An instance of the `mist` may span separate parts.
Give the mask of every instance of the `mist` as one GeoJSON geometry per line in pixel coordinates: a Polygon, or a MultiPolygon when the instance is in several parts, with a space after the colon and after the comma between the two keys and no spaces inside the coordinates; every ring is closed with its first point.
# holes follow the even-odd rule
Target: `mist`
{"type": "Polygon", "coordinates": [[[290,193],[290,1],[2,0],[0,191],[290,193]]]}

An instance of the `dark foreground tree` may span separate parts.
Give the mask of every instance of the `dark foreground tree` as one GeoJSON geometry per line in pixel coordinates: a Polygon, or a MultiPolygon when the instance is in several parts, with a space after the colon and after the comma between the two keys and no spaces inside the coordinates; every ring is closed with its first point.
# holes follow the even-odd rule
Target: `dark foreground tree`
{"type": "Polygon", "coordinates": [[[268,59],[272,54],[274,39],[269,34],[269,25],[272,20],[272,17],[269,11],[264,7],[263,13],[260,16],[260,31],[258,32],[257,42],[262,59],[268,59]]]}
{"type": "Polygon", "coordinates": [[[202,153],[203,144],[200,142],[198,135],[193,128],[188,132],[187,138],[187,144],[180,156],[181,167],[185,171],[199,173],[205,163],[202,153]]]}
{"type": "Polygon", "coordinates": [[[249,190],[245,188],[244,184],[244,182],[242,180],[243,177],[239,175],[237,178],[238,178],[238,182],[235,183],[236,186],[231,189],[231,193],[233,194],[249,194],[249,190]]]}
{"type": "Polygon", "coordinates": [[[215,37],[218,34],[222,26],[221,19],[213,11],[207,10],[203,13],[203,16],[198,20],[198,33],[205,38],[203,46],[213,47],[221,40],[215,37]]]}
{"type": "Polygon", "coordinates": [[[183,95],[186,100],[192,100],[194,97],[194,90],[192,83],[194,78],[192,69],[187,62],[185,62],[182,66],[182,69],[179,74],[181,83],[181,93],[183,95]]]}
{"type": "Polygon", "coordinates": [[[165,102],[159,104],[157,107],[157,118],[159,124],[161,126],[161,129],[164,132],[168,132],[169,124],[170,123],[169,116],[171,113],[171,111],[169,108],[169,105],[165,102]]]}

==============================

DIRECTIONS FOR THIS TASK: Please count how many lines of the records above contain the string "colon", with case counting, and give only that number.

EXERCISE RESULT: 2